‘Watch your step. Keep your wits about you; you will need them.
This city I am bringing you to is vast and intricate, and you have never been
here before.’
So begins Michel Faber’s epic
story about a prostitute called Sugar who rises through the ranks of society in
Victorian London.
The narrator is right. While the
city may be familiar to us from countless nineteenth-century novels, Faber
shows us a side of Victorian life we have not seen before – sexually explicit
and awash with all manner of bodily fluids, as well as filth.
Perfumer William Rackham spends
his first night in Sugar’s bed marinating in his own urine, while passed out in
a drunken stupor; his young daughter still wets the bed every night; his wife
is so ignorant about the workings of her own body that she believes she is set
upon by demons and dying each time she menstruates.
Romola Garai as Sugar in the 2011 miniseries of The Crimson Petal and the White |
This is a world where servants
must collect chamber pots of their superiors’ diarrhoea, where women douche
with harsh chemicals as a contraceptive measure, and abortion is a dangerous
and solitary endeavour, still slightly less risky than the trials of childbirth
itself.

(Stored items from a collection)
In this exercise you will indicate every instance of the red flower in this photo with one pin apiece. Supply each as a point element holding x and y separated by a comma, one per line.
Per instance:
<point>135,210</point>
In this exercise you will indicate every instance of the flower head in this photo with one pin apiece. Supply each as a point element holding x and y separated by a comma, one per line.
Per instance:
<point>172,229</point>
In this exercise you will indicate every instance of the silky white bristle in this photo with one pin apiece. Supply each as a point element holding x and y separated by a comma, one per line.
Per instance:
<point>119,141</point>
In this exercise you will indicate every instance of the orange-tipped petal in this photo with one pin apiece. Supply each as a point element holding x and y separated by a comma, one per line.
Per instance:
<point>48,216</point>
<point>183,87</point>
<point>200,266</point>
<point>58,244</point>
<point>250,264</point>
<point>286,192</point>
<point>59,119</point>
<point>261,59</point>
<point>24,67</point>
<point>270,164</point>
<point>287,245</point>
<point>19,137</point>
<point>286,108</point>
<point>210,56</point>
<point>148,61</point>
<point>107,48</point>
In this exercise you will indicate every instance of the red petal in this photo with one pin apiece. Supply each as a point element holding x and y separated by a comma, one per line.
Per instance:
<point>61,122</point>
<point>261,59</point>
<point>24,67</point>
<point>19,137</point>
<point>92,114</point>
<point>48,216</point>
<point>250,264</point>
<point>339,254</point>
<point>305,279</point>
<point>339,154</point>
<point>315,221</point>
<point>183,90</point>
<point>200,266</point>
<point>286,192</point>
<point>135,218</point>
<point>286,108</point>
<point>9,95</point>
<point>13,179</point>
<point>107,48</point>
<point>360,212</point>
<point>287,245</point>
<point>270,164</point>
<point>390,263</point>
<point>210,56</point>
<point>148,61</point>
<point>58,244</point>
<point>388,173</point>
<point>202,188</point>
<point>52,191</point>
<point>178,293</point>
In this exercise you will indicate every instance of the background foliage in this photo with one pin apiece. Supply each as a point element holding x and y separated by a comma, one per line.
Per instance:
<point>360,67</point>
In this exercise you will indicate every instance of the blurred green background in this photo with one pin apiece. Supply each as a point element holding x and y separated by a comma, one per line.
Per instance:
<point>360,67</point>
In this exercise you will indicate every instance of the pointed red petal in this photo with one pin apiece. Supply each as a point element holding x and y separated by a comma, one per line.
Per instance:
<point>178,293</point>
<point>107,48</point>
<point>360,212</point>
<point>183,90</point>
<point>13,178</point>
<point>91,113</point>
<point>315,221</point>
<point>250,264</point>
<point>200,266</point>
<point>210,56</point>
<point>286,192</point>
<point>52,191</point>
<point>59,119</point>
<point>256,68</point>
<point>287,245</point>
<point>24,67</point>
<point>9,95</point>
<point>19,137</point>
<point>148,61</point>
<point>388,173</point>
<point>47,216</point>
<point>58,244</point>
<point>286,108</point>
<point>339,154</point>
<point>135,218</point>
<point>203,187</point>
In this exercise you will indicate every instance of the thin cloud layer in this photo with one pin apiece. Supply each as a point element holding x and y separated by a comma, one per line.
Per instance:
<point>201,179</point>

==

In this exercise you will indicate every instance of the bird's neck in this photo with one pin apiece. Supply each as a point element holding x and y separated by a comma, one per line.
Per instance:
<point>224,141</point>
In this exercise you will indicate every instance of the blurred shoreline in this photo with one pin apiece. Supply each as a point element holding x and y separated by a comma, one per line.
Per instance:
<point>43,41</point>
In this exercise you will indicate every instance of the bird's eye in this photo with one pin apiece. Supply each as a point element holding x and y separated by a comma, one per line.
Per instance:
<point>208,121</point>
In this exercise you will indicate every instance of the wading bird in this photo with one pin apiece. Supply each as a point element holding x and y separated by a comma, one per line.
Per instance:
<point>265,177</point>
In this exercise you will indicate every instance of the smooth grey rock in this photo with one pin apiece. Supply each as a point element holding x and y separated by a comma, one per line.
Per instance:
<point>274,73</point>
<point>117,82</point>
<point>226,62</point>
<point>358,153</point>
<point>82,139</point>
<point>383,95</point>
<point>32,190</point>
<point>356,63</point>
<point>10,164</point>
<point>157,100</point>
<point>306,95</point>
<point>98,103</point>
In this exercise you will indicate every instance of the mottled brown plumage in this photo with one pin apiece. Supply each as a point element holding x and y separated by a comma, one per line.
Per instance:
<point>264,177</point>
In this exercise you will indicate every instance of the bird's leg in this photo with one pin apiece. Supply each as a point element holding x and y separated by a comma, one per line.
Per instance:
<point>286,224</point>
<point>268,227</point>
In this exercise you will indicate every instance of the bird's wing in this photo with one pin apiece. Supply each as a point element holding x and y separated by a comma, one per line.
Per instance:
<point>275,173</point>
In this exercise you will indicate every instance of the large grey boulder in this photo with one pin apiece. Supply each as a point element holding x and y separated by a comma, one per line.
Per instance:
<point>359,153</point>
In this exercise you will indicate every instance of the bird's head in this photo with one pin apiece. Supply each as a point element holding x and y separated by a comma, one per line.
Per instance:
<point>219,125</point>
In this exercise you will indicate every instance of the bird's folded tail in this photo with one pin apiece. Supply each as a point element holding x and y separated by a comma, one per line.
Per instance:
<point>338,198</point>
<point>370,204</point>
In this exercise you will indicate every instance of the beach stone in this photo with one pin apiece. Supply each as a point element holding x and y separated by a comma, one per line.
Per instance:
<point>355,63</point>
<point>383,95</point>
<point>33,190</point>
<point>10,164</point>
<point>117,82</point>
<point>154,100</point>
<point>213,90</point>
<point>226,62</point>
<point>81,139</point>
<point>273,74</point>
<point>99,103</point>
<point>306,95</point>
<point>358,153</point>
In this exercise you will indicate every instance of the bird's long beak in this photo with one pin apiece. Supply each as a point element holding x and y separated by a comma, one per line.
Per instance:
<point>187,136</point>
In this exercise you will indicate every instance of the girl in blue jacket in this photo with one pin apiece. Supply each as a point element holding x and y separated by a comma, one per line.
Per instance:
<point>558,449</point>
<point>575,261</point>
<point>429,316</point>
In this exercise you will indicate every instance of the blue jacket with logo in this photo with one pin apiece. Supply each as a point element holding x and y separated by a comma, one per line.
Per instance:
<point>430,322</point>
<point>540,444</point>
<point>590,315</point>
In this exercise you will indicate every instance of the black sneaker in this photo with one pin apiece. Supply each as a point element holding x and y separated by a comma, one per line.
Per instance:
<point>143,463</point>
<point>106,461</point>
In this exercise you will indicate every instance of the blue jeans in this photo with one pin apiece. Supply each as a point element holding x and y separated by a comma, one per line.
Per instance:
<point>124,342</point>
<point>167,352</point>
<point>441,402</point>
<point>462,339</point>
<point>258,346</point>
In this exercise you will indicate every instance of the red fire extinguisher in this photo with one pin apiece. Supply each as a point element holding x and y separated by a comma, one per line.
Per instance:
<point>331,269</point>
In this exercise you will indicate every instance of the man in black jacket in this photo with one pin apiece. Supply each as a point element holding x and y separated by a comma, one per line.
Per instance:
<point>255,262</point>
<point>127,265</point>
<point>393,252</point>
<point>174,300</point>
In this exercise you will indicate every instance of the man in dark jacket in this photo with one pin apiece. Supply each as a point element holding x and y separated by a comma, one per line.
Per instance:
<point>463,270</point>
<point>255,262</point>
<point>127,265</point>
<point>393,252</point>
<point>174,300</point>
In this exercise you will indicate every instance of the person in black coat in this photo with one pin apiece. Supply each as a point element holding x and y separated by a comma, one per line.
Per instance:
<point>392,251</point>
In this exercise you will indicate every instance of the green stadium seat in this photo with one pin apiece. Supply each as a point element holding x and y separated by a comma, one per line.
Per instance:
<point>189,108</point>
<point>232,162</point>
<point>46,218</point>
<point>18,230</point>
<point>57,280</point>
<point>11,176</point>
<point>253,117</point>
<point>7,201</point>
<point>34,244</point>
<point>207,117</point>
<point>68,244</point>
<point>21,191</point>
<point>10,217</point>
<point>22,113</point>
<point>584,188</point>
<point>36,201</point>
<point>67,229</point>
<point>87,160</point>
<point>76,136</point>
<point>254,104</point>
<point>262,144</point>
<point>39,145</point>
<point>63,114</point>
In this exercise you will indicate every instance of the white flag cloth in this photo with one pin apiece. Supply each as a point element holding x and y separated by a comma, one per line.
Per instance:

STATED GOAL:
In the book review, what is William Rackham's occupation?

OUTPUT OF THE TASK:
He is a perfumer.